## CONSEGNE
1. Rispondi a queste domande sul testo sull'unità delle forze progressiste:
(a) Sotto il profilo culturale, che cosa rappresenta la miscela?
(b) A che cosa si riferisce la ragione politica che il testo definisce fondamentale?
(c) Quale ruolo hanno Alfano e Verdini in virtù del trasformismo?
2. Prosegui il testo sull'unità delle forze progressiste, partendo subito dopo la sua ultima frase.

## TESTO FORNITO
--------------------------------------------------
Ci sono varie ragioni per le quali è il caso che si faccia la benedetta unità delle forze progressiste che non intendono convergere con il Pd.

Sotto il profilo culturale, la miscela è un valore di arricchimento, per uscire dai tipici luoghi comuni e dai settarismi di cui è piena la storia della sinistra.

Sotto il profilo elettorale, è un motivo di necessaria e minima semplificazione. Nessuno si spiegherebbe perché persone che pensano e dicono più o meno le stesse cose non si presentino nella stessa lista, in un quadro politico già parecchio (e volutamente) confusionario.

Ma c’è soprattutto una ragione politica, fondamentale, e riguarda la grande transizione.

Perché intorno a noi, mentre Orlando orla il perimetro del Pd, il mondo cambia, ma noi no. Noi continuiamo con soluzioni vecchio stile, senza una prospettiva, senza la capacità di definire una visione della transizione.

Non mi riferisco al renzismo – quello semmai è un passaggio, da un governo all’altro – mi riferisco alla grande trasformazione che ci riguarda già e che ci riguarderà sempre di più.

Non mi riferisco nemmeno al trasformismo – quello in virtù del quale Alfano è ministro eterno e Verdini un partner – mi riferisco alla grande metamorfosi che molti sottovalutano perché le questioni sono più grandi di noi.

E però la politica se vuole restituire senso (prima di tutto a se stessa), si deve occupare proprio di questo, delle questioni reali, generali, planetarie e quindi vitali.

Sono questioni matrioska, una dentro l’altra.
--------------------------------------------------
## ELENCO DATI
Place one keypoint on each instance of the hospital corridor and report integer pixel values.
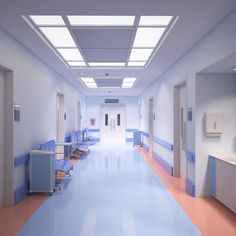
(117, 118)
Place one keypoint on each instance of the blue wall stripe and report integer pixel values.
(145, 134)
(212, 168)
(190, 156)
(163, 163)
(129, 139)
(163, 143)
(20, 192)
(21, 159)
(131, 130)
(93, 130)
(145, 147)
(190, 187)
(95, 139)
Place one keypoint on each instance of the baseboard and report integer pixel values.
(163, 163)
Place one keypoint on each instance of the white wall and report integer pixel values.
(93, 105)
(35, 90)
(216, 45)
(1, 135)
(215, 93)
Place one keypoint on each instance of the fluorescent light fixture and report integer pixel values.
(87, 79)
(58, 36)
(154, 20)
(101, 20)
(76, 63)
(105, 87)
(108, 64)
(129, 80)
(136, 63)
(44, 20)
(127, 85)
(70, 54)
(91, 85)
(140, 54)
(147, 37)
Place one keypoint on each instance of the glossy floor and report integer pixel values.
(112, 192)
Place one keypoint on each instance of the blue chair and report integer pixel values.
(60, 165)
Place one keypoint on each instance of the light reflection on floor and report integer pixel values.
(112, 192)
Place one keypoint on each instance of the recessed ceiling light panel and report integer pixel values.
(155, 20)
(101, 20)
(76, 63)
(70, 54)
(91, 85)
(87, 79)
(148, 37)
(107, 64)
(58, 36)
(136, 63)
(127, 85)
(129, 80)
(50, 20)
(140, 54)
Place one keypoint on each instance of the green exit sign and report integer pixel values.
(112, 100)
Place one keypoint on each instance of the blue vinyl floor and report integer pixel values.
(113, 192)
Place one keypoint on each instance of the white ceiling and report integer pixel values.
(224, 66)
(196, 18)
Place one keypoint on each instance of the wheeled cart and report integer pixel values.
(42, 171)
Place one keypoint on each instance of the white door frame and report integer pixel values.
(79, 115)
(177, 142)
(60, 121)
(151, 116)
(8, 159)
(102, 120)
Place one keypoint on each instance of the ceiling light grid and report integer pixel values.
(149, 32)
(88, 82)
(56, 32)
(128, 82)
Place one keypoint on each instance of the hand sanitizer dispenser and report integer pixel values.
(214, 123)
--------------------------------------------------
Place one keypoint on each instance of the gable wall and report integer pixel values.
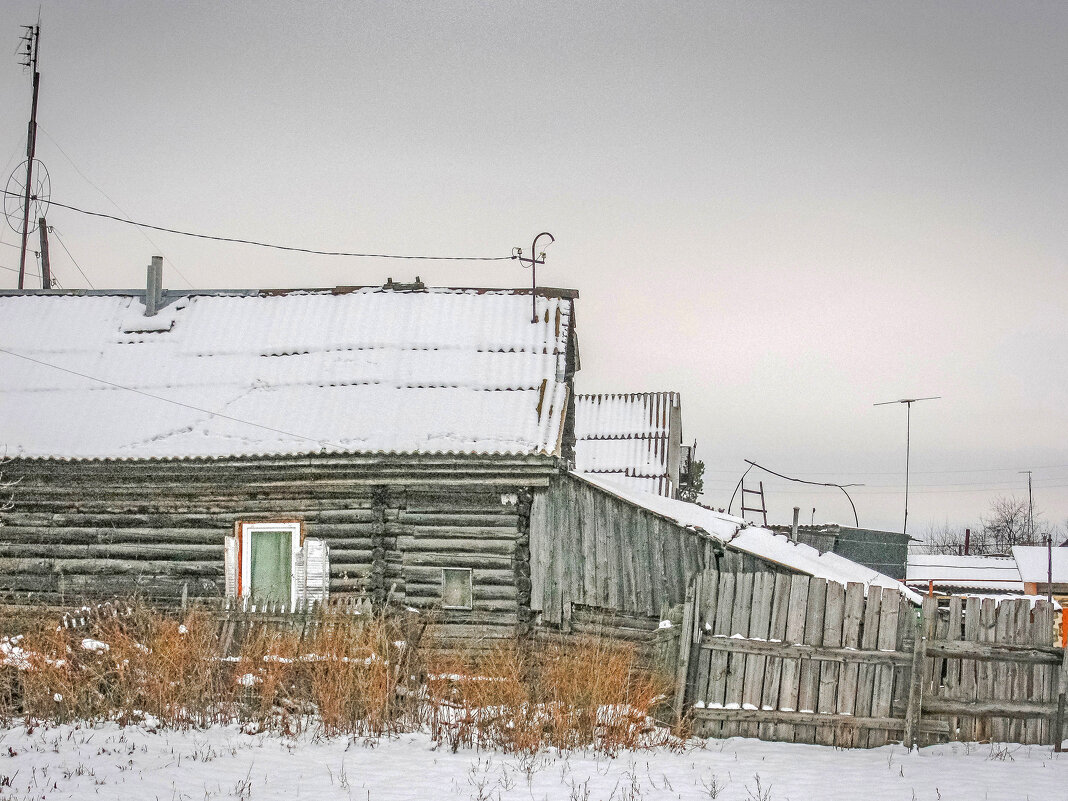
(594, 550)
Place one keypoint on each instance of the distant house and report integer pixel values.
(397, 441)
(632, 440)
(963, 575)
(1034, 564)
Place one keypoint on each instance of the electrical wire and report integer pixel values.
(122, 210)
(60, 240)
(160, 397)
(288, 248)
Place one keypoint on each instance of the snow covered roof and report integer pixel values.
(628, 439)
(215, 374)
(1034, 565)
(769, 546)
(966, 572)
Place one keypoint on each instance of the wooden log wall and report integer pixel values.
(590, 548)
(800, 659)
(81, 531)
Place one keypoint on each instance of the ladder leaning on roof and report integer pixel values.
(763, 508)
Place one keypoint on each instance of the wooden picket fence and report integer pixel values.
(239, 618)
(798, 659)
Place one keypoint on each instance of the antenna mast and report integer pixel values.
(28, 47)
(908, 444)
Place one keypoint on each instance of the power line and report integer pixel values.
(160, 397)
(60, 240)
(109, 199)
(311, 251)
--------------------------------------------------
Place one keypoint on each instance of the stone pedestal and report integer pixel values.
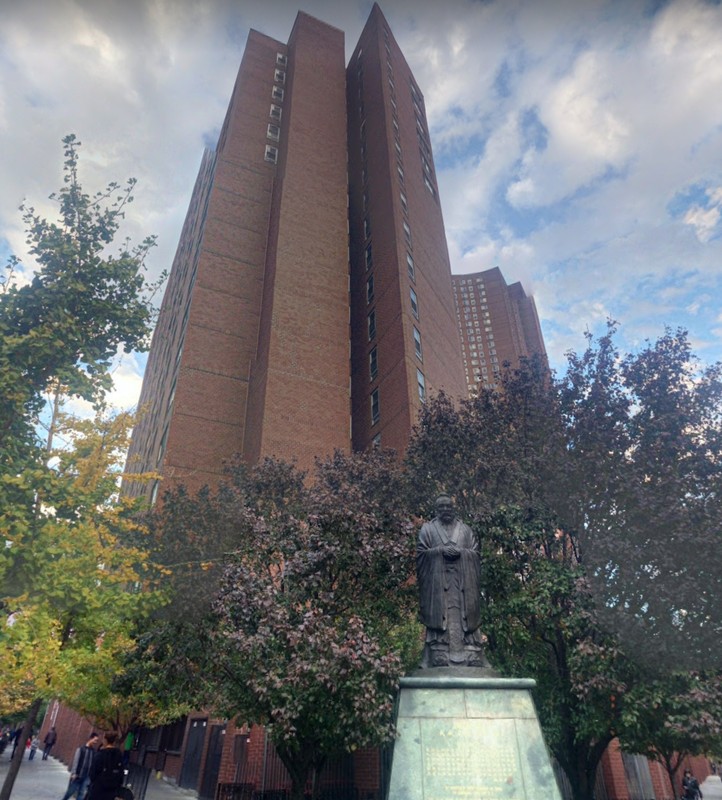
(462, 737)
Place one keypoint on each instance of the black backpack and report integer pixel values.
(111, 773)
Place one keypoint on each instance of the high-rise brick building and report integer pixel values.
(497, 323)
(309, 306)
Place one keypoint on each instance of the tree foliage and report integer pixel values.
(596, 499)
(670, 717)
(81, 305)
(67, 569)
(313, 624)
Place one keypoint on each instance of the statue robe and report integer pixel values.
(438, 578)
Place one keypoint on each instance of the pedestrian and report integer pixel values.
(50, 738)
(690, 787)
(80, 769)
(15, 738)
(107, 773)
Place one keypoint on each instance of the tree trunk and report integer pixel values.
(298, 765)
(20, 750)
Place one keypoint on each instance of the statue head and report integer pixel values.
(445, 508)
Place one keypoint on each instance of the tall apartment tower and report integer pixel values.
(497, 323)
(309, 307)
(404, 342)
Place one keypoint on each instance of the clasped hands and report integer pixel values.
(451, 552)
--------------------------------------------------
## RISPOSTE
1.
(a) Un valore di arricchimento, per uscire dai tipici luoghi comuni e dai settarismi di cui è piena la storia della sinistra.
(b) Alla grande transizione.
(c) Alfano è ministro eterno e Verdini è un partner.

2.
La più grande è quella del cambiamento globale, che è una fossa delle Marianne: Marianne che devono essere rivoluzionarie, se non vogliamo inabissarci tutti quanti. Affrontarla significa dotarsi ipso facto di una nuova politica industriale, molteplice e diffusa, e dare lavoro a molti, risparmiando risorse che non abbiamo e che di solito ci procuriamo da fuori.

Subito dopo viene la guerra e le armi che contro la legge anche questo governo ha consentito venissero esportate a paesi in guerra, a sceicchi e dittatori (collegati al punto qui sopra circa la questione energetica), per interessi diretti di poteri fin troppo noti e riconoscibili.

Senza soluzione di continuità arriva l’immigrazione, la grande migrazione, che è la più plastica delle transizioni, che riguarda anche noi (e l’emigrazione italiana NON è determinata dall’immigrazione verso l’Italia, santocielo), e che sta cambiando il profilo dell’Europa: spaventati da una popolazione che non raggiunge, nemmeno nei momenti di ‘punta’, l’1% degli abitanti europei, stiamo distruggendo l’Europa e la sua Unione, con la funerea minaccia dei soldati al Brennero (tipo quindicidiciotto) e uno spettacolo finora desolante anche di chi si è presentato sulla scena del mondo come nuovo leader europeista, con bandiere, inno e tutto.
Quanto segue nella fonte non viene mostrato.